→ What is being asked
Pick out every row below that contains the word "velvet", and copy each one. Case counts.

→ Material provided
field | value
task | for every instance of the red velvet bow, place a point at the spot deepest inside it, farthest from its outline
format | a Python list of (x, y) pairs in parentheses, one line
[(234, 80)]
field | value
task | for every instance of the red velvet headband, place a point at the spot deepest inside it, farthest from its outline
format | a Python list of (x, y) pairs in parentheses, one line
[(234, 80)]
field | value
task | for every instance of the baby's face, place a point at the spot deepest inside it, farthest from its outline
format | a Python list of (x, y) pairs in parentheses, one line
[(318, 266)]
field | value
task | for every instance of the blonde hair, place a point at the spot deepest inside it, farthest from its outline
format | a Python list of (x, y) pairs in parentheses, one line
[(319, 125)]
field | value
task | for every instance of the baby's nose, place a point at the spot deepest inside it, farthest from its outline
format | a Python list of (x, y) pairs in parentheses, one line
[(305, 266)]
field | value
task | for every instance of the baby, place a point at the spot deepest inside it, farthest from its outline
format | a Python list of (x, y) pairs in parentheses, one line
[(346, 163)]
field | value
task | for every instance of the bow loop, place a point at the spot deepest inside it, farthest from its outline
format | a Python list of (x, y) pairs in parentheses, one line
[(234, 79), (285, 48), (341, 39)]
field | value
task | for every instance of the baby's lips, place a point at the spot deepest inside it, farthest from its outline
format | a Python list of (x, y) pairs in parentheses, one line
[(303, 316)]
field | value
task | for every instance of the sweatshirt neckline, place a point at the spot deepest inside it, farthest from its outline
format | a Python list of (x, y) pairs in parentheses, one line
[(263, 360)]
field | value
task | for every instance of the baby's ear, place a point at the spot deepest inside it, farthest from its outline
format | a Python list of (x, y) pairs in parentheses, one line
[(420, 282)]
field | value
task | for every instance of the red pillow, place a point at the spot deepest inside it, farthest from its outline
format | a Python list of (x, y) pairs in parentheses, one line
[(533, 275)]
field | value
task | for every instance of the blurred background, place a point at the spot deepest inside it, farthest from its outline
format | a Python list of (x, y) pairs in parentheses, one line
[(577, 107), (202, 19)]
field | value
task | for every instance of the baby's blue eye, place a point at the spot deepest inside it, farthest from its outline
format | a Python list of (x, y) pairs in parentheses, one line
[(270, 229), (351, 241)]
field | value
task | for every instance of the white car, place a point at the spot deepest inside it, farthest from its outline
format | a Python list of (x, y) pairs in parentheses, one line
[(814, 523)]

→ Response to the task
task | for every instance of the red velvet bow, place a point at the spot deepest inside it, farthest from its outline
task | for every instance of the red velvet headband, place a point at the spot deepest inside it, farthest from its outline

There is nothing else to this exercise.